# What you are asked to do
Summarize the interview excerpt on private equity in Japan in two sentences.

# Given text
__________________________________________________
NN: There are situations where private equity firms submit proposals subject to the approval of management – unsolicited but only quasi-hostile. I think it would be difficult to go 100% hostile. Most private equity firms need to secure leveraged financing, and to get that, typically you need management consent. Generally, we find that companies are increasingly aware of the importance of corporate governance and shareholder returns, so they are more willing to listen to our opinions. Some are already adopting Western-style corporate governance, others are more traditional. But directionally, they are all moving towards a Western-style approach.

Q: How is this shift in corporate mindset impacting private equity exits?

MS: As large corporations divest non-core assets, they double down on core businesses, doing synergistic M&A. Appetite is increasing in this area, and it creates exit opportunities for us. At the same time, Japan’s capital market has been stable relative to other regions, and for the larger deals, where strategic options are narrower, we are more reliant on IPOs. We also see more new GPs coming into the Japanese market. They might struggle to do primary deals, so they are turning to secondary fund-to-fund deals. However, we prioritise strategic exits and IPOs.

Q: To what extent is that strategic agenda apparent in recent Bain exits?

MS: With Japan Wind Development, the buyer [Infroneer Holdings] already had a construction business related to renewable energy and wanted to expand into ancillary businesses. That was one of the motivations, to my understanding. Nippon Life Insurance was also looking to expand into ancillary areas when it acquired Nichii Holdings from us. At the time, Japanese insurance companies were struggling to find the next pillar of growth – their core life insurance business faces headwinds related to the declining population and the industry was in the process of being deregulated. Nippon Life had seen one of its competitors buy a nursing care business, so it expanded accordingly.

Q: Is simplification the key to positioning assets for sale to strategic investors?
__________________________________________________
# Material supplied
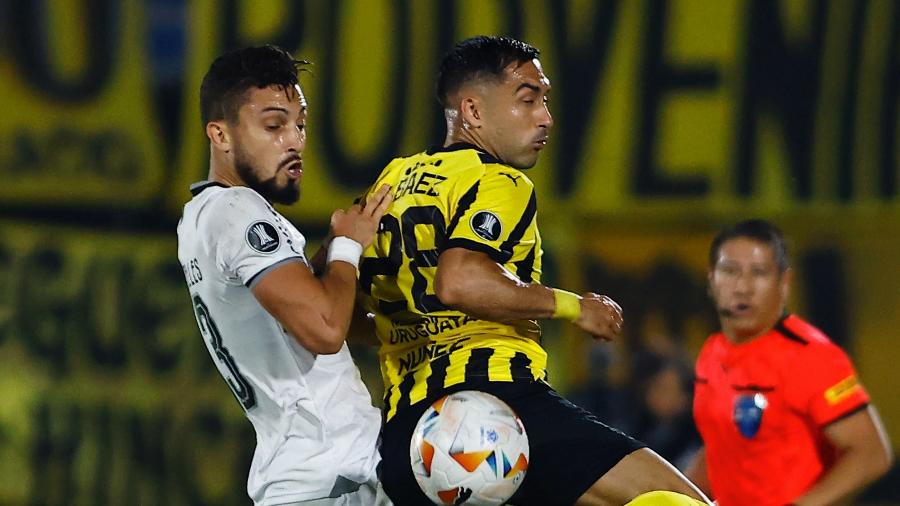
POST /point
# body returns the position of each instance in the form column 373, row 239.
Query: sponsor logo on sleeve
column 263, row 237
column 486, row 225
column 842, row 390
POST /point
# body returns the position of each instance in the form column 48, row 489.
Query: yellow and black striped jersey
column 448, row 198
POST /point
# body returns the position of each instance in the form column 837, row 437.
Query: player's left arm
column 865, row 455
column 833, row 398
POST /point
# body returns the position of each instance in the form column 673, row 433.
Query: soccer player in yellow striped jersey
column 454, row 280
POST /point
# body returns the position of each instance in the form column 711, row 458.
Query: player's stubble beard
column 268, row 188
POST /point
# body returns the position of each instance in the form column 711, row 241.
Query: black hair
column 478, row 58
column 758, row 230
column 230, row 76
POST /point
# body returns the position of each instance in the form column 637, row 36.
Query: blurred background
column 673, row 119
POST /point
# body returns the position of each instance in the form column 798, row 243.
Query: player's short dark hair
column 478, row 58
column 758, row 230
column 231, row 75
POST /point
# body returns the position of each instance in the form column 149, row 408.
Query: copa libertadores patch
column 486, row 225
column 263, row 237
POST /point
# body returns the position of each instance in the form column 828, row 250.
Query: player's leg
column 661, row 498
column 640, row 472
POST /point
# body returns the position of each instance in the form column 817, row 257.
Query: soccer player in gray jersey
column 274, row 321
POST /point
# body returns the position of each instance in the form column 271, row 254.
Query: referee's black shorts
column 570, row 448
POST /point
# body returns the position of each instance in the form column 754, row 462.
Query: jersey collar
column 459, row 146
column 199, row 186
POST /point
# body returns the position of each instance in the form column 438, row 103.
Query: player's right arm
column 317, row 310
column 471, row 282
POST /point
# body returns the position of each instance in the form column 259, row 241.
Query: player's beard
column 268, row 188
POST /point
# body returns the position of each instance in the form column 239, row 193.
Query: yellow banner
column 683, row 107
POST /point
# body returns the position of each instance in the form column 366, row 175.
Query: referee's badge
column 486, row 225
column 748, row 413
column 262, row 237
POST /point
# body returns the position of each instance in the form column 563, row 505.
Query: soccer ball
column 469, row 448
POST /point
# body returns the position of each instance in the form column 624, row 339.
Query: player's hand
column 600, row 316
column 360, row 223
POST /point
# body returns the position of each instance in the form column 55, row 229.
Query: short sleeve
column 493, row 215
column 829, row 386
column 247, row 236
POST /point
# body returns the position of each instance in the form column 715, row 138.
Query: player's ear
column 787, row 277
column 470, row 109
column 219, row 136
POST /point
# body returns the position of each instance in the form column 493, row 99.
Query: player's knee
column 664, row 498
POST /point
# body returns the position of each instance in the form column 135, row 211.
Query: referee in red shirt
column 783, row 416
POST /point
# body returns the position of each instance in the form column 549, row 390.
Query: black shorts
column 570, row 448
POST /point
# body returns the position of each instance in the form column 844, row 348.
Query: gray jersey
column 315, row 425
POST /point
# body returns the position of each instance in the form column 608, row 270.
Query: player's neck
column 737, row 337
column 224, row 176
column 467, row 136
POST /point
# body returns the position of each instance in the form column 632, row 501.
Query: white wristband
column 344, row 249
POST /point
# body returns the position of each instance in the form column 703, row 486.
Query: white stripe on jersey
column 313, row 416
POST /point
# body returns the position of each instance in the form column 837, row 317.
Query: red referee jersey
column 761, row 408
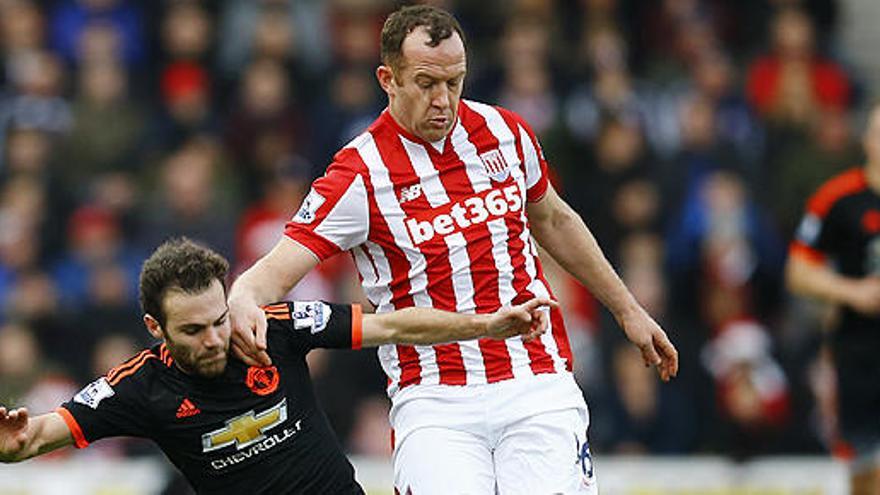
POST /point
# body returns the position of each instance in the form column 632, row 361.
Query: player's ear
column 153, row 326
column 385, row 76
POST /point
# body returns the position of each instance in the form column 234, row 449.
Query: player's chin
column 213, row 367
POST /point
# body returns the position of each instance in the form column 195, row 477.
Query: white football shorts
__________________________________________________
# Result
Private equity firms sometimes make unsolicited but only quasi-hostile proposals, since a fully hostile approach is difficult when leveraged financing typically requires management consent, and Japanese companies are moving toward Western-style corporate governance and are more willing to listen to investors. As large corporations divest non-core assets and pursue synergistic M&A in their core businesses, exit opportunities are growing, with IPOs relied on for larger deals and buyers such as Infroneer Holdings and Nippon Life Insurance acquiring Japan Wind Development and Nichii Holdings to expand into ancillary businesses.